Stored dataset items
-- START --

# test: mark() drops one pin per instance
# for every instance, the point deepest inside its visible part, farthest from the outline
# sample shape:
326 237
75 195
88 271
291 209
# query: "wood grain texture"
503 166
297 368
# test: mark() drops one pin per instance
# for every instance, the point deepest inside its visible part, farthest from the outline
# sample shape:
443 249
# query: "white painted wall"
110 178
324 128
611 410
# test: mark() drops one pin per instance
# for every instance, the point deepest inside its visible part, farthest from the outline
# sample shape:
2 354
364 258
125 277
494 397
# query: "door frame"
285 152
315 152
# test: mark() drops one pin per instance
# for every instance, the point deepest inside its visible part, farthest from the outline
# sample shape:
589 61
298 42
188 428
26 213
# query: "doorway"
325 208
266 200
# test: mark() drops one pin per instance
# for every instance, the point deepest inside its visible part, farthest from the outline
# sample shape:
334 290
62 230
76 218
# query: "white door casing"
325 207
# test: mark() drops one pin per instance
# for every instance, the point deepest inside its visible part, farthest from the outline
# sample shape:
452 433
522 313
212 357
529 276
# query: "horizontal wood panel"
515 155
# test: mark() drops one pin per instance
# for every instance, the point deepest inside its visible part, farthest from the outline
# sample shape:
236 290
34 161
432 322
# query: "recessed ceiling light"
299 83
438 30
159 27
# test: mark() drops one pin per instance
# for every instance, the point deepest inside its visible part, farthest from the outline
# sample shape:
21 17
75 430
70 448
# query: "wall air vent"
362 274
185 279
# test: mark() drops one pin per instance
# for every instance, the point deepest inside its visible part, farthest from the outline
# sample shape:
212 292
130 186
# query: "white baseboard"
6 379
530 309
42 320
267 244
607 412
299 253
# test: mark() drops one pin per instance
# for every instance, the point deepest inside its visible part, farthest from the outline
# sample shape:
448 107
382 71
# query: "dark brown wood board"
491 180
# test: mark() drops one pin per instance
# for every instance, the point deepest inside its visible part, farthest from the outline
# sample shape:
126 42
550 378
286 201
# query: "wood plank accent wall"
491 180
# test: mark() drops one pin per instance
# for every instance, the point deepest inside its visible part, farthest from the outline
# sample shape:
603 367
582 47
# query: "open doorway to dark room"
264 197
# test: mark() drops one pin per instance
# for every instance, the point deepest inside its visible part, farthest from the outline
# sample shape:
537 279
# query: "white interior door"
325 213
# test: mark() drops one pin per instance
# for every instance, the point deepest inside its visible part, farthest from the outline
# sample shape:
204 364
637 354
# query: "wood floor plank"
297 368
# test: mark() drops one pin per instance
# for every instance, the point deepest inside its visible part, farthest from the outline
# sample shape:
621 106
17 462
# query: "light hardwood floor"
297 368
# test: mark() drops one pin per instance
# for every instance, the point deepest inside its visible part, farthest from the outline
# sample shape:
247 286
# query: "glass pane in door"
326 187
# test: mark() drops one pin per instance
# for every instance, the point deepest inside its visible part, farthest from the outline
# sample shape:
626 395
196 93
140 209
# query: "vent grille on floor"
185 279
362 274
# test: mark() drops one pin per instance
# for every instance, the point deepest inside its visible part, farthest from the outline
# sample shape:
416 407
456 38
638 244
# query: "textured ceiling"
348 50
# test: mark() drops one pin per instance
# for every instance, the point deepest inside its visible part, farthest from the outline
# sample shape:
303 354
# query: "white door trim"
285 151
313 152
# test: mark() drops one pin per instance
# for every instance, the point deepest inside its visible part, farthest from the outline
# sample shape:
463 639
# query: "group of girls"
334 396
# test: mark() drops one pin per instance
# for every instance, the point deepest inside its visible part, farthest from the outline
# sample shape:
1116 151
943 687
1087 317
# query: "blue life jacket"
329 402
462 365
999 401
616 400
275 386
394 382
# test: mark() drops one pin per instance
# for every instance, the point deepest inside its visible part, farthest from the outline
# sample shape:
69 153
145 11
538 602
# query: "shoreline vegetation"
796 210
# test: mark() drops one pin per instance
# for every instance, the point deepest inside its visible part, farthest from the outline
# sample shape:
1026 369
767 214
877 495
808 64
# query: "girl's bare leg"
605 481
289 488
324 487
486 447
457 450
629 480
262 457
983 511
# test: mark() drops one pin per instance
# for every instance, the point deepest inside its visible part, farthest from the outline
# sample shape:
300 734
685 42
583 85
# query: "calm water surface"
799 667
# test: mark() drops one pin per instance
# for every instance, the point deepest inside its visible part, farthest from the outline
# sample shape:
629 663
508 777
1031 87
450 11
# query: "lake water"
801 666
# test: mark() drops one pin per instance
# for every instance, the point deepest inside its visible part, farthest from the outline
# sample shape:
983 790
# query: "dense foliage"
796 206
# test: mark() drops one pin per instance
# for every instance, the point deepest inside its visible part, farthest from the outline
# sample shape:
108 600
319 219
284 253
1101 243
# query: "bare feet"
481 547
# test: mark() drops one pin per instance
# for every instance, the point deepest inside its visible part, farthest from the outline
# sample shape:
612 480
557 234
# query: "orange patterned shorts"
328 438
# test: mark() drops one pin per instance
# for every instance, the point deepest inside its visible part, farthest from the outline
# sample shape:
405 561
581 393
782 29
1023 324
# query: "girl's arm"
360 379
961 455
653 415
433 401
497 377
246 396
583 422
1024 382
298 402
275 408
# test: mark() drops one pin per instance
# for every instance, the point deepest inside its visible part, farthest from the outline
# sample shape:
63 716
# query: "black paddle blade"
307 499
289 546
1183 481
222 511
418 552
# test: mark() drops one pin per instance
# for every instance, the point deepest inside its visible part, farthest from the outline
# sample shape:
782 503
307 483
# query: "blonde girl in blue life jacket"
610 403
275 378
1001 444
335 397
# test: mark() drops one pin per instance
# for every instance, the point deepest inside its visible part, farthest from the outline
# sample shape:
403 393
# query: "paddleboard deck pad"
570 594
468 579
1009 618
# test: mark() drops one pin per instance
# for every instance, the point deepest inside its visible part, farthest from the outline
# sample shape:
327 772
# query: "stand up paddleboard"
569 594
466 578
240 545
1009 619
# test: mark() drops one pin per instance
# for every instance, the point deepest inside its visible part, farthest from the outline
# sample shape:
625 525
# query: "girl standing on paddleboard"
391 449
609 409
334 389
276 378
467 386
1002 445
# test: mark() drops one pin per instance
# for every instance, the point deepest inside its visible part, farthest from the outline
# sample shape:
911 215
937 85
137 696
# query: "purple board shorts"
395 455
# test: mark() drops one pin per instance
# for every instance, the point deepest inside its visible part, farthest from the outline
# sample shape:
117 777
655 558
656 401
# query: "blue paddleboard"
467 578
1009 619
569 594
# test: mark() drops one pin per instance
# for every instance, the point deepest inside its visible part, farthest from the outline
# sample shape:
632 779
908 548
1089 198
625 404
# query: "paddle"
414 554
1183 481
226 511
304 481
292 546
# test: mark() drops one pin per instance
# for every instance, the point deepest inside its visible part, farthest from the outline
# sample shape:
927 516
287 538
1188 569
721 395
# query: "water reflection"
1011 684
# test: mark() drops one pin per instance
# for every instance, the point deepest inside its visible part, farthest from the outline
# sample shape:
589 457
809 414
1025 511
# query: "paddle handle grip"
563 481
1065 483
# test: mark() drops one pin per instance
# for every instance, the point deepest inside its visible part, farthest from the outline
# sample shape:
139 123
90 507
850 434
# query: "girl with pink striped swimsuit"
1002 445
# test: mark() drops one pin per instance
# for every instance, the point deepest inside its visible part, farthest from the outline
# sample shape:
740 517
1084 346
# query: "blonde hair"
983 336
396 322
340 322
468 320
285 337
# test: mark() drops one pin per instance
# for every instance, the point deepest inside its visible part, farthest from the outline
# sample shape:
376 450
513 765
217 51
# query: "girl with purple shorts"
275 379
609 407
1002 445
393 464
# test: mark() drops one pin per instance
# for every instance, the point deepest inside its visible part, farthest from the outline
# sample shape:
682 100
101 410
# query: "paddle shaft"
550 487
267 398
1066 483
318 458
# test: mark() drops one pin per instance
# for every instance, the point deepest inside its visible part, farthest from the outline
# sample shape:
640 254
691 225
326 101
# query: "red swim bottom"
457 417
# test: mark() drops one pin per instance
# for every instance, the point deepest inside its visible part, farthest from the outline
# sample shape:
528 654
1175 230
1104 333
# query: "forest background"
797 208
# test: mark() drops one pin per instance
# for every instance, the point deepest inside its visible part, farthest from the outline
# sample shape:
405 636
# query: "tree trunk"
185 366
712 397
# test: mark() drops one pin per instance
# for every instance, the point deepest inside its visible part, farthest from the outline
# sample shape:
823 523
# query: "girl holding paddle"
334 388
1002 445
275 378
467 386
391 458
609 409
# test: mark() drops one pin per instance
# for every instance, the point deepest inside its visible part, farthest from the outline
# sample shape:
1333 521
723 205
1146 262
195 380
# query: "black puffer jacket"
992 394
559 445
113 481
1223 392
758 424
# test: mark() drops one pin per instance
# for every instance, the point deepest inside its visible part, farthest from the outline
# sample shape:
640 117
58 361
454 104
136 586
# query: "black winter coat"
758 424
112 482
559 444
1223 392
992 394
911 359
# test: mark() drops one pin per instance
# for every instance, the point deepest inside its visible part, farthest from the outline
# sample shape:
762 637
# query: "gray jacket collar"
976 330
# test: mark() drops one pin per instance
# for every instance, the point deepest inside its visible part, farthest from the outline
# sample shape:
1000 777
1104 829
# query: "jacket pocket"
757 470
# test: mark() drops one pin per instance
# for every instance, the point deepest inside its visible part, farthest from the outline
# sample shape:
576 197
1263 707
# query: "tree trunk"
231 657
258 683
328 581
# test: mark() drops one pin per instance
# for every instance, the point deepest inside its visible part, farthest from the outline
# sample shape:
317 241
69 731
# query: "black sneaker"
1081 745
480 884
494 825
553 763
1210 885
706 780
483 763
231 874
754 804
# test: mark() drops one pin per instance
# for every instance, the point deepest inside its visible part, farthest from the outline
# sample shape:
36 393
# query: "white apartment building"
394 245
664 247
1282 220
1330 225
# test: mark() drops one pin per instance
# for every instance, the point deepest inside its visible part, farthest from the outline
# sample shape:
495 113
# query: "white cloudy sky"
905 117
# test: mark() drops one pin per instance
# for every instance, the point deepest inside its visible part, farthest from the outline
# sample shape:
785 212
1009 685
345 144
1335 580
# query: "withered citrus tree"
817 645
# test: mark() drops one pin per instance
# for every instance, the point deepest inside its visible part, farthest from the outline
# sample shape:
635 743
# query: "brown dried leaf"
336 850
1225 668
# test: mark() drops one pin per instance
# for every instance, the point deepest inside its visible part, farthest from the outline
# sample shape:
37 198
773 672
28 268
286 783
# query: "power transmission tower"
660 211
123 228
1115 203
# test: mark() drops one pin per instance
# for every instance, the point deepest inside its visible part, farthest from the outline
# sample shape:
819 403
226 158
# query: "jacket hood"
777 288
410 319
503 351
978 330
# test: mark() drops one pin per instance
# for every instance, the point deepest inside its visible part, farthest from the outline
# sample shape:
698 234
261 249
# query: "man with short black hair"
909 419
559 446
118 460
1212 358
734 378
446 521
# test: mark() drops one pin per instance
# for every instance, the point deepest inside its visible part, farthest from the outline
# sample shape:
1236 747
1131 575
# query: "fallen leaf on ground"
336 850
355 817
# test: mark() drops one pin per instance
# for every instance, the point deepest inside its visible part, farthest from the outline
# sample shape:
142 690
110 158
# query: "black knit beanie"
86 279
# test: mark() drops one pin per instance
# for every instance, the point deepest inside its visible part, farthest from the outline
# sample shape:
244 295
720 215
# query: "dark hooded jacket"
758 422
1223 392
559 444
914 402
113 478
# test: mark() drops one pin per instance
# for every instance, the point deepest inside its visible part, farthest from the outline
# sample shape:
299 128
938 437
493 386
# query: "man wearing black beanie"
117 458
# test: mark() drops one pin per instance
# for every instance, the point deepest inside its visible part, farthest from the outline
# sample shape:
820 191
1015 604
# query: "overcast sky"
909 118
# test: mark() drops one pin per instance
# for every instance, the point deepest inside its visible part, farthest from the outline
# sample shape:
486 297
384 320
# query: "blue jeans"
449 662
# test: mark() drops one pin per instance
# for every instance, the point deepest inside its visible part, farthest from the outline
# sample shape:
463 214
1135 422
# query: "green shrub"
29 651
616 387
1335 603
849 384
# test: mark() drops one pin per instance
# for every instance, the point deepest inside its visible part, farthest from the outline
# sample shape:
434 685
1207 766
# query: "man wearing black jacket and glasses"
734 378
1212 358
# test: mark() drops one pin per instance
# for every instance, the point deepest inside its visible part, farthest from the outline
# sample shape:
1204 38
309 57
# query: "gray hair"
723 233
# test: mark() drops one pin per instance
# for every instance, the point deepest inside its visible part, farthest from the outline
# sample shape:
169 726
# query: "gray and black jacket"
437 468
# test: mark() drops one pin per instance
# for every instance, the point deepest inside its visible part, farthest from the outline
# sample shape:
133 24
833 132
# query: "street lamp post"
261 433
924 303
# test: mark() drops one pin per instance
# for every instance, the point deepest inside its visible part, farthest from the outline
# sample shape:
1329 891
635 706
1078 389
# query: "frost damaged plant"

-- END --

> [TO DO]:
Filter the records above down to every line that contains the string "light", treating uppercase and lowercase as different.

> [OUTPUT FOR THIS TASK]:
# query: "recessed ceiling light"
# query: "light hardwood floor"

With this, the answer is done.